* Collection entries:
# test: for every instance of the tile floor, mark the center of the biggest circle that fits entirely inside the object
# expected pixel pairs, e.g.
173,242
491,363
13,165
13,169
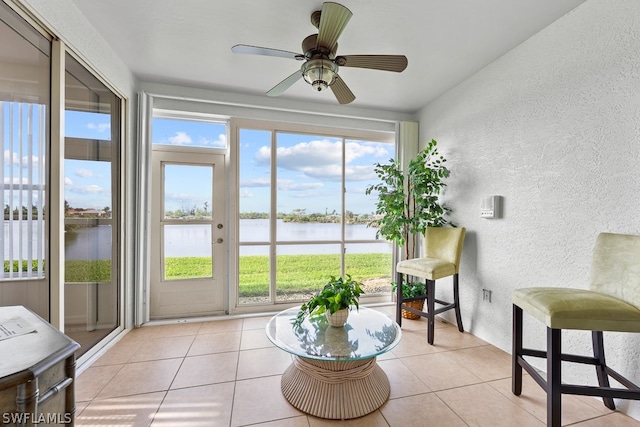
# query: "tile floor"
227,373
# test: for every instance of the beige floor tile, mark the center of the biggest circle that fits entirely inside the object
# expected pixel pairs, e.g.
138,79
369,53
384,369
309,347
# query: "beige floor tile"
402,380
254,338
300,421
205,406
486,362
121,352
421,323
142,377
93,380
215,326
262,362
481,405
374,419
616,419
534,400
414,343
130,411
259,400
424,410
439,371
255,322
450,338
163,348
206,369
80,406
215,343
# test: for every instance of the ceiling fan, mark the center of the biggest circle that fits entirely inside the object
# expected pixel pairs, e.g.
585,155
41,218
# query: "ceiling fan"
321,65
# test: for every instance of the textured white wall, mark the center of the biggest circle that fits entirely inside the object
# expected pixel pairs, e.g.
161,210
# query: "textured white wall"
554,127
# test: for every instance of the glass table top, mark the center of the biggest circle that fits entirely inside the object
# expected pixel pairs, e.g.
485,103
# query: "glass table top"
367,333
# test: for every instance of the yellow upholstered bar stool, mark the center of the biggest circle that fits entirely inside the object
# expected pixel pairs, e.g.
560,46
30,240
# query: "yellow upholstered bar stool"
443,248
612,303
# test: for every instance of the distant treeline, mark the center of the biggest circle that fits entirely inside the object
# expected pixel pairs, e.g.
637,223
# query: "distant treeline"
300,215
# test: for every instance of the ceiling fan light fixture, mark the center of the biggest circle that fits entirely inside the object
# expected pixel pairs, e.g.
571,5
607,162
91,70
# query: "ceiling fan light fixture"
319,73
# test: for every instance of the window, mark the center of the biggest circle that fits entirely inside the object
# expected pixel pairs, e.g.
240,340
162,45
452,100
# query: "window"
24,129
92,176
304,214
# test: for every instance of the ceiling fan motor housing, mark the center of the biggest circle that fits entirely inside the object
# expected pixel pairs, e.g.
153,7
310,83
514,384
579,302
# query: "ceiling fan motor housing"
319,73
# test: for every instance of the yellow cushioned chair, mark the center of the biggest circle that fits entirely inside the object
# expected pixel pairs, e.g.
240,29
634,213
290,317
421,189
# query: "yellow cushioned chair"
443,248
612,303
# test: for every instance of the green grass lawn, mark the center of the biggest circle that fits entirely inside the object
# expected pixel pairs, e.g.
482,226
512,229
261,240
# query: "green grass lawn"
295,274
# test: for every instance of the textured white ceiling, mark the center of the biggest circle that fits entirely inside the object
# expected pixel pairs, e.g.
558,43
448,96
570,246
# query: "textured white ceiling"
189,42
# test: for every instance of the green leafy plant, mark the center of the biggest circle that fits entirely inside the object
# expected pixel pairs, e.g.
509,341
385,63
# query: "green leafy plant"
337,294
410,289
408,204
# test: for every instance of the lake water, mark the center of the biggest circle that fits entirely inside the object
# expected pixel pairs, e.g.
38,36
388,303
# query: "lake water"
194,240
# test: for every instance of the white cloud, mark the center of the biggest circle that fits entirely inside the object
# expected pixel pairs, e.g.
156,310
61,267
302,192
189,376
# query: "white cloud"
86,189
100,127
246,194
257,182
220,142
290,185
322,159
84,173
180,138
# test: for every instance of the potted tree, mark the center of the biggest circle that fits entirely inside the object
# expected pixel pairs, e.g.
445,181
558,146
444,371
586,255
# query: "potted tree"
335,299
408,204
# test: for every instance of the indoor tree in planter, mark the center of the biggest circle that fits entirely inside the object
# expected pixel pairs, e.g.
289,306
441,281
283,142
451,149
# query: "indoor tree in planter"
408,204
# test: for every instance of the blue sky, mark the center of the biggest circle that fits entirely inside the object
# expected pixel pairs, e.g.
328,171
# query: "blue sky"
308,174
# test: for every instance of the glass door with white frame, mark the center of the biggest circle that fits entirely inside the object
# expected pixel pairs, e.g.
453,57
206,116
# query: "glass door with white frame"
188,234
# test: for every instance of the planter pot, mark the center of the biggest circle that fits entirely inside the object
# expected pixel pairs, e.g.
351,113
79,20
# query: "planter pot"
419,305
339,318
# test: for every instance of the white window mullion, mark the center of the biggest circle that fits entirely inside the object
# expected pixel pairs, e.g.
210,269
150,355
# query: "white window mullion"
10,183
42,140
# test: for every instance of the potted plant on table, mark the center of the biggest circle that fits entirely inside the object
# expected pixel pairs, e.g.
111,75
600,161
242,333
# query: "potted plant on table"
335,299
408,203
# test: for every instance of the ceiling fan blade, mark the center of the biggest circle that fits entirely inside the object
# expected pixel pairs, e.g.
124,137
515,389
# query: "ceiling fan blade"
395,63
341,91
333,19
279,89
266,51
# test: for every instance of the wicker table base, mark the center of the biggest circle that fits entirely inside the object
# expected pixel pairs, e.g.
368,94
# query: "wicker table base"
337,390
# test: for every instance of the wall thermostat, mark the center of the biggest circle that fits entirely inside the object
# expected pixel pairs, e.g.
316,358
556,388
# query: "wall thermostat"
490,207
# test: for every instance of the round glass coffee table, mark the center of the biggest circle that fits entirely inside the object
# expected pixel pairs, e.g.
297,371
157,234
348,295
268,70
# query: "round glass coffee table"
334,373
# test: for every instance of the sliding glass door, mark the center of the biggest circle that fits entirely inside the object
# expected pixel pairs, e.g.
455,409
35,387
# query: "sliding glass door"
304,214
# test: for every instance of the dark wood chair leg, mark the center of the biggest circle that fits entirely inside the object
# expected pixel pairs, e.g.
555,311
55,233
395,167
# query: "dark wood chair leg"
554,377
431,305
456,302
603,378
516,351
399,299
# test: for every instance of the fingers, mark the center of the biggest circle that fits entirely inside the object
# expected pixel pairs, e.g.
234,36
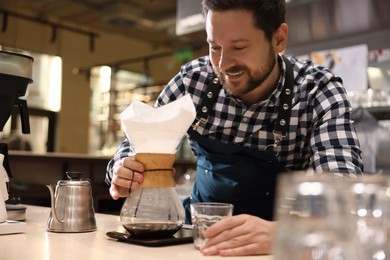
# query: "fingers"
127,174
239,235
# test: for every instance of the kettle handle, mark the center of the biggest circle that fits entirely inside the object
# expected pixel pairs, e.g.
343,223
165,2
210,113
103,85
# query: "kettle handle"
24,116
53,208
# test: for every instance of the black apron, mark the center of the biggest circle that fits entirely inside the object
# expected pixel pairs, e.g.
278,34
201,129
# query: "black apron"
235,174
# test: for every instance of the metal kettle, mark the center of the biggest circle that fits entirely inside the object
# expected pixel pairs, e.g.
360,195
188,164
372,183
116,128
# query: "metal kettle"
72,207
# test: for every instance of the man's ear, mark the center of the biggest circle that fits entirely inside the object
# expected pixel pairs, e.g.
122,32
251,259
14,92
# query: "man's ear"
279,39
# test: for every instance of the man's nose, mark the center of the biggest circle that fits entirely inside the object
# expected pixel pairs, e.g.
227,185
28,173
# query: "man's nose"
226,60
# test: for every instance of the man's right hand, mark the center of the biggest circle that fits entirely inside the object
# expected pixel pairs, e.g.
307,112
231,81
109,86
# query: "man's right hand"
127,174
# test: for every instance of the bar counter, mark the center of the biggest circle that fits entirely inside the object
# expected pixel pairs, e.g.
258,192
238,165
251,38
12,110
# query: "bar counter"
37,243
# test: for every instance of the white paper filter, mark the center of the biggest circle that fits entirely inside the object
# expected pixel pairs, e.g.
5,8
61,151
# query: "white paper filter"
158,130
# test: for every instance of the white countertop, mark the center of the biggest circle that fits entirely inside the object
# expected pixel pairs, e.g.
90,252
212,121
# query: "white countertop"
37,243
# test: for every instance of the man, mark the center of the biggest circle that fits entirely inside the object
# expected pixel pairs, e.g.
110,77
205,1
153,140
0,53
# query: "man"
269,114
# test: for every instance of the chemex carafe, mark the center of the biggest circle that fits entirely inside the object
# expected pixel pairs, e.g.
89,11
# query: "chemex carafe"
154,210
72,207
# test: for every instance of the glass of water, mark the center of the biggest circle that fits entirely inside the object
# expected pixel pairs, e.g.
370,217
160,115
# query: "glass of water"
205,214
314,222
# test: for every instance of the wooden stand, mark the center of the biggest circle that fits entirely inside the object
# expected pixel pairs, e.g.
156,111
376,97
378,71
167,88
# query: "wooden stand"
158,169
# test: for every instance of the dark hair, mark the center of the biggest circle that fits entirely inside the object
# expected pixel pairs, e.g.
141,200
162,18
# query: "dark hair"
268,14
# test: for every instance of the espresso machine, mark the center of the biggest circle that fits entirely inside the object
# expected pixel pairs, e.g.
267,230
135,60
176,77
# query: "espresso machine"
15,75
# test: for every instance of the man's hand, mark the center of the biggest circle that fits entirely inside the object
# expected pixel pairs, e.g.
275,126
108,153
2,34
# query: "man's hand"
127,174
238,236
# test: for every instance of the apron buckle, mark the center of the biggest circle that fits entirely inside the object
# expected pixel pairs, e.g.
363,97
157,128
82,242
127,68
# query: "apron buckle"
278,139
198,121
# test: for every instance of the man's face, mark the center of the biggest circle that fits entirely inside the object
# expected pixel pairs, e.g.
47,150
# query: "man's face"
241,55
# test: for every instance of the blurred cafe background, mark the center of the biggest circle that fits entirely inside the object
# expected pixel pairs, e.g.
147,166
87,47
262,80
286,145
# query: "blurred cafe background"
92,57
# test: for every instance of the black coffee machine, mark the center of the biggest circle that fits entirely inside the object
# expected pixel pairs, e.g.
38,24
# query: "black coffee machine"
15,75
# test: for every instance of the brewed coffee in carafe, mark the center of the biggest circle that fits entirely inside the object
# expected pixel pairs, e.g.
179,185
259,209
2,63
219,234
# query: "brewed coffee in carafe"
154,210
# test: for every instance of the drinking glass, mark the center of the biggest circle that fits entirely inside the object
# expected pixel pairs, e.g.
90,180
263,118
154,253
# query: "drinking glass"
370,206
205,214
313,218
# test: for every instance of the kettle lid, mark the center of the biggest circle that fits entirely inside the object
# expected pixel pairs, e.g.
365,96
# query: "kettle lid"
74,179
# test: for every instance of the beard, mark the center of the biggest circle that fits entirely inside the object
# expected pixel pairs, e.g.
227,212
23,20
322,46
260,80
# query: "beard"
254,79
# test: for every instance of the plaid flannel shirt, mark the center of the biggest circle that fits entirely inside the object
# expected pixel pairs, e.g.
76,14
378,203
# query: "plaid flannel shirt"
321,133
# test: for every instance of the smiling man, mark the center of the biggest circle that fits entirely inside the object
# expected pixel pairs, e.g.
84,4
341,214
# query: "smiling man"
259,113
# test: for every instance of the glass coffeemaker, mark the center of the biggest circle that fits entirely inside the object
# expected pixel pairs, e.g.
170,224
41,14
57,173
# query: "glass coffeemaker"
154,210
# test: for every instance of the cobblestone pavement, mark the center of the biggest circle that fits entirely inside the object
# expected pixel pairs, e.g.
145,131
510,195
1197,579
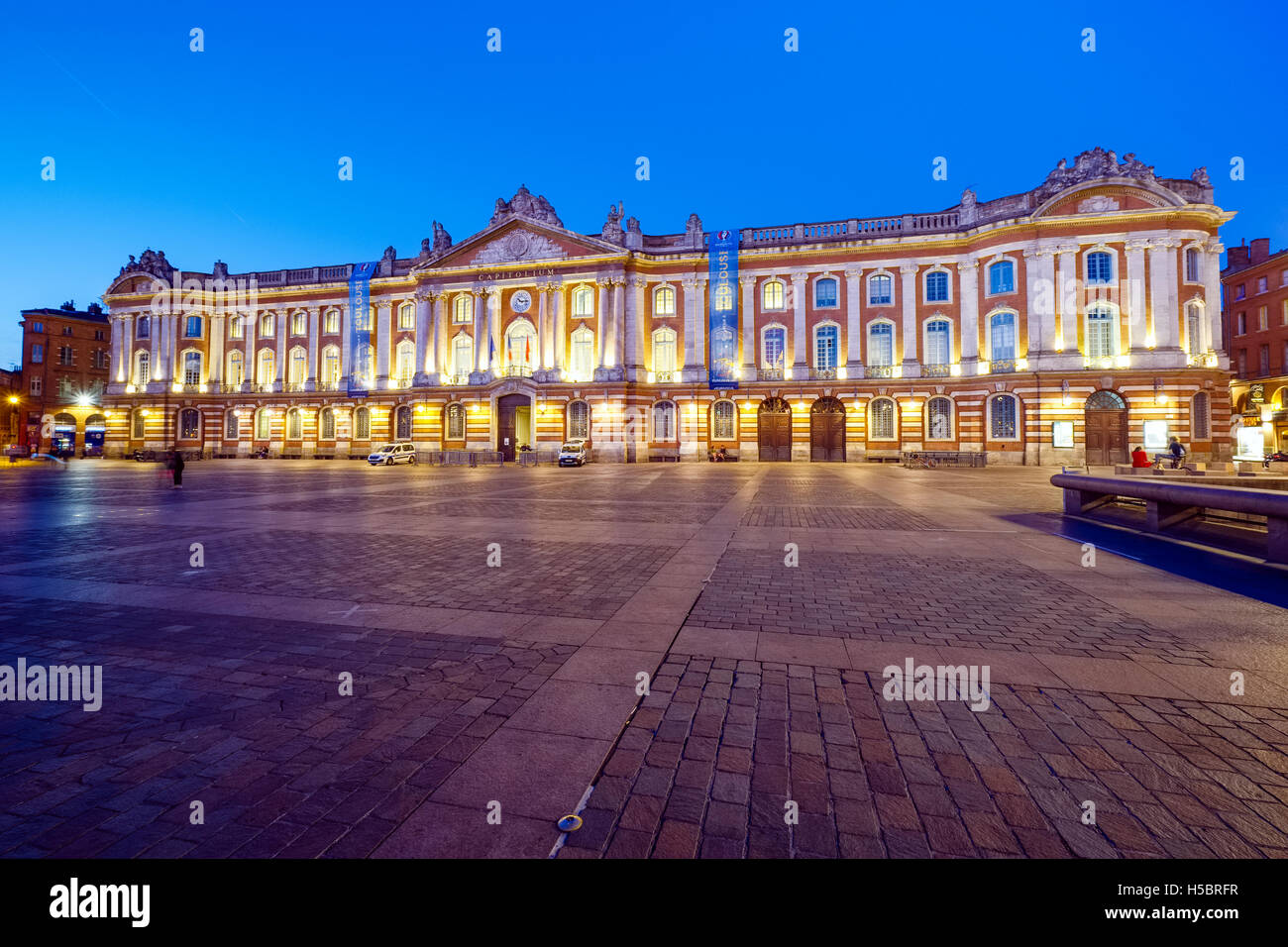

* What you are asked to do: Among the entries above, the line containing "# test: for every instance of the glass table", the line containing "# test: for every instance of the yellow upholstered", and all lines between them are to be restated word for word; nothing else belongs in the reply.

* Reply:
# test: for every instance of the glass table top, mark the center of the biggest circle that fits entirely inside the object
# expected pixel pairs, e.g.
485,103
# query: "glass table top"
367,333
# test: for every instance of the yellow upholstered bar stool, mark the center of the biggest circle that fits entirely inside the object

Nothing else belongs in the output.